* Task description: In the Sloman biography, where did Robert Miles Sloman move his business after Napoleon I blocked the harbor of Hamburg?

* Quoted passage:

Robert Miles Sloman (23 October 1783, Great Yarmouth – 2 January 1867, Hamburg) was an English-German shipbuilder and ship owner.

==Biography==

===Shipping===
Robert Miles Sloman was the son of William Sloman, an English ship's captain who in 1785 settled in Hamburg with his wife and two sons William Palgrave Sloman and Robert Miles Sloman. William Sloman became a Hamburg citizen in 1791 and established his first company in 1798 as a ship broker. On his death in 1800 Robert Miles Sloman, then 17 years old inherited the ship broker business and a few sailing ships. After the Treaty of Amiens (25 March 1802) Robert Miles went to Antwerp to found a shipbroking-company but as war broke out again he had to return to Hamburg. Napoleon I then blocked the harbour of Hamburg as part of the Continental System so Sloman moved his business to Tönning at the mouth of the river Eider, then a part of Denmark. In 1806 he married Gundalena Brarens, the daughter of pilot inspector and nautical examiner Hinrich Brarens from Tönning.

Denmark eventually joined the Continental System but the company survived. In 1814 Sloman reopened his shipping business, at first in Cuxhaven English Consul. When French troops gave up Hamburg, Sloman returned but his last ship sailing under English colours was confiscated by the French and it was not insured properly. Under Hamburg laws as a broker Sloman was forbidden to act as a ship owner so his captains, who part-owned the ships founded ghost-shipping-companies.

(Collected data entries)
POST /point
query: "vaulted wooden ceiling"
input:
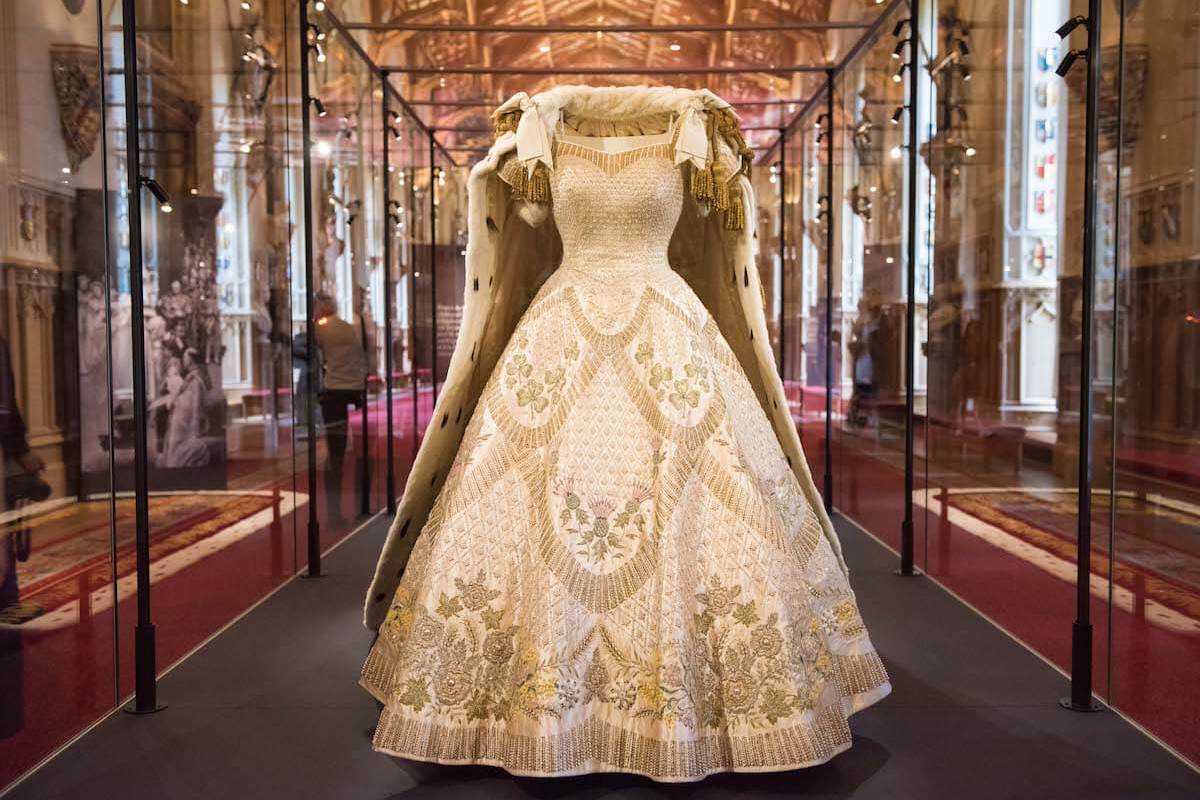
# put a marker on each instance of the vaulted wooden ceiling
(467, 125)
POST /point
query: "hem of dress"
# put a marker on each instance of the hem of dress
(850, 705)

==

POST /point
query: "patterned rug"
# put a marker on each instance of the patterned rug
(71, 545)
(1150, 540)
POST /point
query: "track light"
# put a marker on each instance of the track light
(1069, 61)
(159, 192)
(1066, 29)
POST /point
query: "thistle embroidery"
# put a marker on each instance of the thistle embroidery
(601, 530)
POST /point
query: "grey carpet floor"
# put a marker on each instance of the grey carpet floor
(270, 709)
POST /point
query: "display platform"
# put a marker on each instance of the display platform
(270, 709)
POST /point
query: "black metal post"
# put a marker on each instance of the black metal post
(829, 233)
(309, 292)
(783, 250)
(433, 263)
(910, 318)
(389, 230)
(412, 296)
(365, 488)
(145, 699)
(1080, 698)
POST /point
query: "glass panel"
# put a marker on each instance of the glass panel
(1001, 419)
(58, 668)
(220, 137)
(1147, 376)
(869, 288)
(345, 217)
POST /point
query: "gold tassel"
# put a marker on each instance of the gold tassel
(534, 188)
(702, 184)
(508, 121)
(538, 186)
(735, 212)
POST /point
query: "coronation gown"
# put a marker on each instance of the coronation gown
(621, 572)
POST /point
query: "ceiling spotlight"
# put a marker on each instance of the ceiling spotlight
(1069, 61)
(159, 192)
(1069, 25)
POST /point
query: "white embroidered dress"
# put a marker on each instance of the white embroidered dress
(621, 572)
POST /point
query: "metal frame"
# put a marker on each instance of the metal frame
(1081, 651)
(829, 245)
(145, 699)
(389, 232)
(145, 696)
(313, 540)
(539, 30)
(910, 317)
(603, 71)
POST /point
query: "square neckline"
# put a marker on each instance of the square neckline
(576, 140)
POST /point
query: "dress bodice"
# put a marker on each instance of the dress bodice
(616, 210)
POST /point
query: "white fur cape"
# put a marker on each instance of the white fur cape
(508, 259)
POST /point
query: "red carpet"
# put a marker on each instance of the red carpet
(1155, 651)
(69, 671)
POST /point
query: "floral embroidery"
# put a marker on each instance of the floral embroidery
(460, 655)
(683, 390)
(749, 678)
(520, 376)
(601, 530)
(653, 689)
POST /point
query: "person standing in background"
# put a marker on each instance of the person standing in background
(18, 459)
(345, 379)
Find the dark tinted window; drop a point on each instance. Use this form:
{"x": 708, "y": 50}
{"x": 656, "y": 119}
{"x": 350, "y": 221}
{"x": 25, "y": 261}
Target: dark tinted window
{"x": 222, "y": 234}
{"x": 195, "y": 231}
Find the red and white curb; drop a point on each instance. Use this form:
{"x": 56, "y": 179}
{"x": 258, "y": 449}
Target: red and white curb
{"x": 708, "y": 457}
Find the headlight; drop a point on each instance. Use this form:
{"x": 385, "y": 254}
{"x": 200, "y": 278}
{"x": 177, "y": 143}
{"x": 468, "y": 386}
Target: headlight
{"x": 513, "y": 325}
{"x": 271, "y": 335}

* Exercise output: To Tönning, at the mouth of the river Eider, then part of Denmark.